TEXTO FORNECIDO:

============================================================

Uma startup afirma ter lançado balões meteorológicos que podem ter liberado partículas refletoras de enxofre na estratosfera, potencialmente cruzando uma barreira controversa no campo da geoengenharia solar.
A geoengenharia refere-se a esforços deliberados para manipular o clima refletindo mais luz solar de volta ao espaço, imitando um processo natural que ocorre após grandes erupções vulcânicas. Em teoria, a pulverização de enxofre e partículas semelhantes em quantidades suficientes poderia aliviar o aquecimento global.
Não é tecnicamente difícil liberar tais compostos na estratosfera. Mas os cientistas em sua maioria (embora não totalmente) se abstiveram de realizar experimentos externos em pequena escala. E não está claro se alguém já injetou materiais nessa camada específica da atmosfera no contexto da pesquisa relacionada à geoengenharia.

============================================================

REGISTROS EXTRAÍDOS:
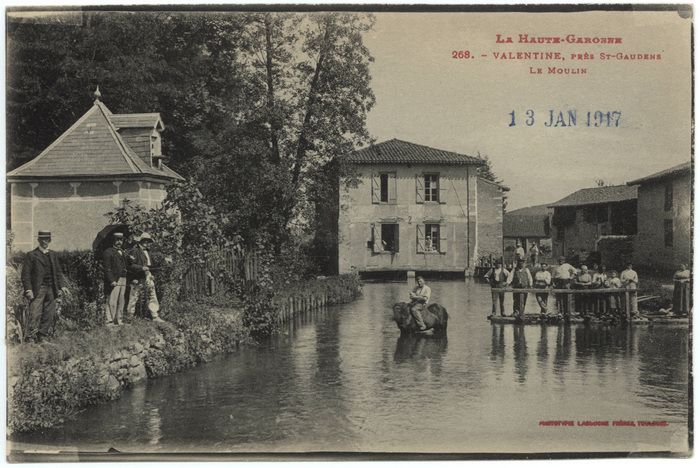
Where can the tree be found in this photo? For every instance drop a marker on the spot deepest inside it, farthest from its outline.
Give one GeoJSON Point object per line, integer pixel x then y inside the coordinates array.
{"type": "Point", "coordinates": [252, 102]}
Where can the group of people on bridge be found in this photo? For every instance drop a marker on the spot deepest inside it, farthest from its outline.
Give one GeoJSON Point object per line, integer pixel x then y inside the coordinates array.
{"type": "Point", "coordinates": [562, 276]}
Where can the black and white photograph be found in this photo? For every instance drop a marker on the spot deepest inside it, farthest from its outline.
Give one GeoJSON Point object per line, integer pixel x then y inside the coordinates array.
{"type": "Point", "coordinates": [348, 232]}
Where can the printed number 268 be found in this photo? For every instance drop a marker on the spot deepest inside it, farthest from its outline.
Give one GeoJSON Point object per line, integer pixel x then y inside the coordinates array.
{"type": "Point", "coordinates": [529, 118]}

============================================================

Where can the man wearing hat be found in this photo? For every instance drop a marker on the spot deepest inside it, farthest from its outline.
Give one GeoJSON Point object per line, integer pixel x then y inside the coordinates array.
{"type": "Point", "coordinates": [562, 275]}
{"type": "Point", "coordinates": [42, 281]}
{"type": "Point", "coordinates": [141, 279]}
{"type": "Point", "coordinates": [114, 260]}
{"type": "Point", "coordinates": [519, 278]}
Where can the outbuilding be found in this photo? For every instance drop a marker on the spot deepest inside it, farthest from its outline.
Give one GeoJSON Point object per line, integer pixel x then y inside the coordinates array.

============================================================

O QUE FAZER:
A. Reproduza, do texto sobre geoengenharia solar, o trecho que vai de "Uma startup afirma" até "relacionada à geoengenharia.".
B. Segundo o texto sobre geoengenharia solar, a que se refere a geoengenharia?
C. Dê sequência ao texto sobre geoengenharia solar a partir do ponto em que ele termina.

RESPOSTAS NUMERADAS:
A.
Uma startup afirma ter lançado balões meteorológicos que podem ter liberado partículas refletoras de enxofre na estratosfera, potencialmente cruzando uma barreira controversa no campo da geoengenharia solar.
A geoengenharia refere-se a esforços deliberados para manipular o clima refletindo mais luz solar de volta ao espaço, imitando um processo natural que ocorre após grandes erupções vulcânicas. Em teoria, a pulverização de enxofre e partículas semelhantes em quantidades suficientes poderia aliviar o aquecimento global.
Não é tecnicamente difícil liberar tais compostos na estratosfera. Mas os cientistas em sua maioria (embora não totalmente) se abstiveram de realizar experimentos externos em pequena escala. E não está claro se alguém já injetou materiais nessa camada específica da atmosfera no contexto da pesquisa relacionada à geoengenharia.

B. A esforços deliberados para manipular o clima refletindo mais luz solar de volta ao espaço.

C.
Isso é em parte porque é altamente controverso. Pouco se sabe sobre o efeito no mundo real dessas intervenções deliberadas em larga escala, mas elas podem ter efeitos colaterais perigosos. Os impactos também podem ser piores em algumas regiões do que em outras, o que pode provocar conflitos geopolíticos.
Alguns pesquisadores que há muito estudam a tecnologia estão profundamente preocupados com o fato de a empresa, Make Sunsets, parecer ter avançado com lançamentos de um local no México sem qualquer envolvimento público ou escrutínio científico. Já está tentando vender “créditos de resfriamento” para futuros voos de balão que possam transportar cargas maiores.
Vários pesquisadores com quem o MIT Technology Review conversou condenaram o esforço de comercializar a geoengenharia neste estágio inicial. Alguns potenciais investidores e clientes que analisaram as propostas da empresa dizem que não se trata de um esforço científico sério ou de um negócio confiável, mas sim de chamar a atenção para provocar controvérsias no campo.
Luke Iseman, cofundador e CEO da Make Sunsets, reconhece que o esforço é parte empreendedora e parte provocação, um ato de ativismo de geoengenharia.
Ele espera que, ao avançar no controverso espaço, a startup ajude a impulsionar o debate público e a impulsionar um campo científico que tem enfrentado grande dificuldade em realizar experimentos de campo em pequena escala em meio às críticas.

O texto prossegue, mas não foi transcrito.